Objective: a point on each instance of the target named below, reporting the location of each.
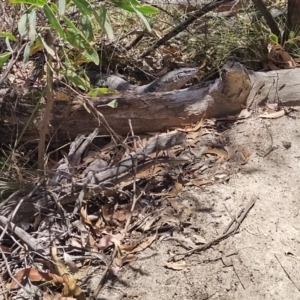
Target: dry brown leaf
(125, 259)
(69, 262)
(274, 115)
(84, 216)
(174, 203)
(35, 276)
(144, 244)
(198, 239)
(222, 154)
(56, 296)
(176, 266)
(70, 284)
(196, 128)
(107, 240)
(246, 153)
(128, 247)
(278, 58)
(200, 182)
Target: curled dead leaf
(274, 115)
(176, 266)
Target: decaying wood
(153, 112)
(45, 197)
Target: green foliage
(78, 35)
(4, 58)
(274, 38)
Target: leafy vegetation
(112, 35)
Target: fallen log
(225, 96)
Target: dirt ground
(260, 261)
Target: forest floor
(262, 259)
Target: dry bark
(152, 112)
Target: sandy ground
(260, 261)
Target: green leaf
(32, 25)
(78, 81)
(22, 24)
(92, 55)
(3, 58)
(100, 91)
(30, 2)
(48, 49)
(84, 7)
(147, 9)
(61, 7)
(292, 35)
(141, 16)
(26, 54)
(273, 38)
(113, 103)
(9, 48)
(70, 23)
(103, 21)
(87, 28)
(53, 20)
(131, 5)
(77, 40)
(8, 35)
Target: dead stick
(223, 236)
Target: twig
(287, 274)
(243, 213)
(101, 283)
(11, 275)
(12, 62)
(196, 15)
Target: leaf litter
(86, 227)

════════════════════

* **WHAT NEEDS TO BE DONE**: Write out the entire listing above word for word, leaving out the picture.

* **ANSWER TO THE EXERCISE**:
Objective: a point on each instance of the target named below, reporting the location of each.
Target: dry brown leaf
(125, 259)
(69, 262)
(274, 115)
(84, 216)
(174, 203)
(35, 276)
(144, 244)
(198, 239)
(222, 154)
(56, 296)
(176, 266)
(70, 284)
(196, 128)
(107, 240)
(246, 153)
(128, 247)
(278, 58)
(200, 182)
Target: curled dead leaf
(274, 115)
(176, 266)
Target: decaying wood
(153, 112)
(45, 197)
Target: green foliage
(78, 35)
(4, 58)
(274, 38)
Target: leafy vegetation
(112, 35)
Target: fallen log
(225, 96)
Target: dirt ground
(260, 261)
Target: forest floor
(262, 259)
Target: dry bark
(152, 112)
Target: sandy ground
(260, 261)
Target: green leaf
(32, 25)
(78, 81)
(22, 24)
(92, 55)
(3, 58)
(100, 91)
(30, 2)
(48, 49)
(84, 7)
(147, 9)
(61, 7)
(292, 35)
(141, 16)
(26, 54)
(273, 38)
(113, 103)
(9, 48)
(70, 23)
(103, 21)
(87, 28)
(53, 20)
(131, 5)
(77, 40)
(8, 35)
Target: dead stick
(223, 236)
Target: twig
(287, 274)
(243, 213)
(101, 283)
(11, 275)
(12, 62)
(196, 15)
Target: leaf litter
(86, 227)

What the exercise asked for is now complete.